Extrait choisi.
____________
Vernissage le samedi 23 septembre 2017 à 11h en présence de l’artiste.
Les photographies de Haus Hof Land ont été réalisées en Allemagne entre 1987 et 2015.
Il y a trente ans, j’ai quitté mon premier pays pour venir vivre en France. Une ou deux fois par an je retourne en Bavière ou parfois ailleurs dans le pays. Les lieux de mon enfance et adolescence changent, ou changent peu, les liens avec mes proches tantôt se distendent tantôt se resserrent.
A chaque voyage, je photographie sans idée arrêtée ou projet bien précis un quotidien qui n’est plus le mien. A travers les années, dans ces basculements entre familiarité et distance, s’est installé un rapport très particulier au temps, aux lieux et aux personnes, et à l’enfance tout particulièrement.
Le titre Haus Hof Land (maison ferme pays) renvoie au jeu d’enfant Stadt Land Fluss, dont j’ai repris l’idée en proposant un abécédaire libre et incomplet de photographies qui s’assemblent et se répondent dans une infinie variété de lectures possibles.
Les images de Brigitte Bauer n’ont d’autre artifice que l’intention. Et un cadre dont elle a seule le secret. Il semble constamment s’en échapper des émotions, des histoires, des non-dits, des révélations et parfois l’aspiration vers un ailleurs indéfini.
Après le livre D’Allemagne publié en 2003, ce nouvel ensemble de photographies inédites est proposé sous le titre de Haus Hof Land (maison ferme pays). Cela pourrait sembler plus intime et plus personnel. Il n’en est rien. Au contraire. La distance croît. La pudeur se développe. Et le détachement laisse toute la place au spectateur qui peut y lire, voir découvrir, son propre parcours. Le regard tient lieu de révélation.
Des images suspendues sans être immobiles, pleines de souffle et de respirations, émergent ces émotions étranges et parfois âpres que ressentent les déracinés. L’amour et l’inquiétude, le détachement et l’attachement, le regard critique et la tendresse inconditionnelle, le lien avec l’enfance qui se fait différemment, indissociable d’un lieu, d’odeurs, de saveurs, de couleurs que nous avons quittées, qui ne nous appartiennent plus mais qui ont fait ce que nous sommes. Impossible de ne pas constamment se sentir sur un fil, tiraillés entre ce qui est du passé et les choix d’avenir qui nous ont mené ailleurs, entre souvenirs impalpables mais omniprésents, lointains et proches.
____________
Extrait des données.
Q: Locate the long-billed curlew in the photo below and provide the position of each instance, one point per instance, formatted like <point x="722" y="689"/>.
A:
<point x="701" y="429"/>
____________
Travail à faire.
a - D'après le texte sur l'exposition Haus Hof Land, entre quelles années les photographies ont-elles été réalisées ?
b - Recopiez le passage du texte sur l'exposition Haus Hof Land qui commence par « Vernissage le samedi » et se poursuit jusqu'à « l’enfance tout particulièrement. ».
c - Prolongez le texte sur l'exposition Haus Hof Land à partir de sa dernière phrase.

Réponses ci-dessous.
a - Entre 1987 et 2015.

b -
Vernissage le samedi 23 septembre 2017 à 11h en présence de l’artiste.
Les photographies de Haus Hof Land ont été réalisées en Allemagne entre 1987 et 2015.
Il y a trente ans, j’ai quitté mon premier pays pour venir vivre en France. Une ou deux fois par an je retourne en Bavière ou parfois ailleurs dans le pays. Les lieux de mon enfance et adolescence changent, ou changent peu, les liens avec mes proches tantôt se distendent tantôt se resserrent.
A chaque voyage, je photographie sans idée arrêtée ou projet bien précis un quotidien qui n’est plus le mien. A travers les années, dans ces basculements entre familiarité et distance, s’est installé un rapport très particulier au temps, aux lieux et aux personnes, et à l’enfance tout particulièrement.

c -
Certains emportent leur enfance avec eux. Ils y restent attachés. Elle leur sert de balancier. Ils s’inscrivent dans une continuité qu’ils transmettent à leur propre progéniture. D’autres en sont coupés. Quelles incidences cela a-t-il sur le regard que l’on porte sur notre histoire. Et plus vaste encore, quelle incidence cela a-t-il sur le regard que l’on porte sur l’Histoire ? Est-on de force plus adultes ayant abandonné derrière soi les traces, souvenirs, attachements de l’enfance ? Le départ de sa communauté vaut-il rite initiatique ?
L’enfance est censée nous construire. Et pourtant. Lorsqu’on se coupe de nos racines, ce sont nos propres expériences qui prédominent. Nous nous construisons par le regard même qui nous détache. L’enfance prend ainsi une saveur douce-amère, même inquiétante, et le lien à l’enfance se développe dans ce détachement comme une bataille entre ce que nous avons été, ce qu’on aurait voulu que nous soyons et ce que nous voulons être.
Brigitte Bauer nous propose son regard sensible sur ce processus si délicat et fragile du détachement, du passage à l’âge adulte, de l’accomplissement de la liberté.
De la référence aux traditions à l’impact du religieux (en creux ou en plein), des saveurs et odeurs de la terre de chez soi aux espaces conquis par la force du rêve, de la continuité de la vie avec tous ses accrocs, du regard sans concession que la nature pose sur nous, tout est évoqué et s’enracine dans nos propres émotions: la liberté est un espace fragile qui ne devrait jamais enfermer la tendresse et l’attention dans des carcans trop étroits.
Annakarin Quinto, avril 2017, photographe et fondatrice de leboudoir2.0
BIOGRAPHIE
Née en Allemagne en 1959, Brigitte Bauer vit et travaille à Arles depuis 1987.
Diplômée de l’École Nationale Supérieure de la Photographie d’Arles en 1990 et de l’Université Aix-Marseille en 1995, elle enseigne la photographie à l’École Supérieure des beaux-arts de Nîmes depuis 2005.
Après le développement d’une culture du paysage dans des premières séries de photographies, ses recherches actuelles sont davantage orientées vers l’être humain et sa présence dans des lieux souvent situés entre privé et public.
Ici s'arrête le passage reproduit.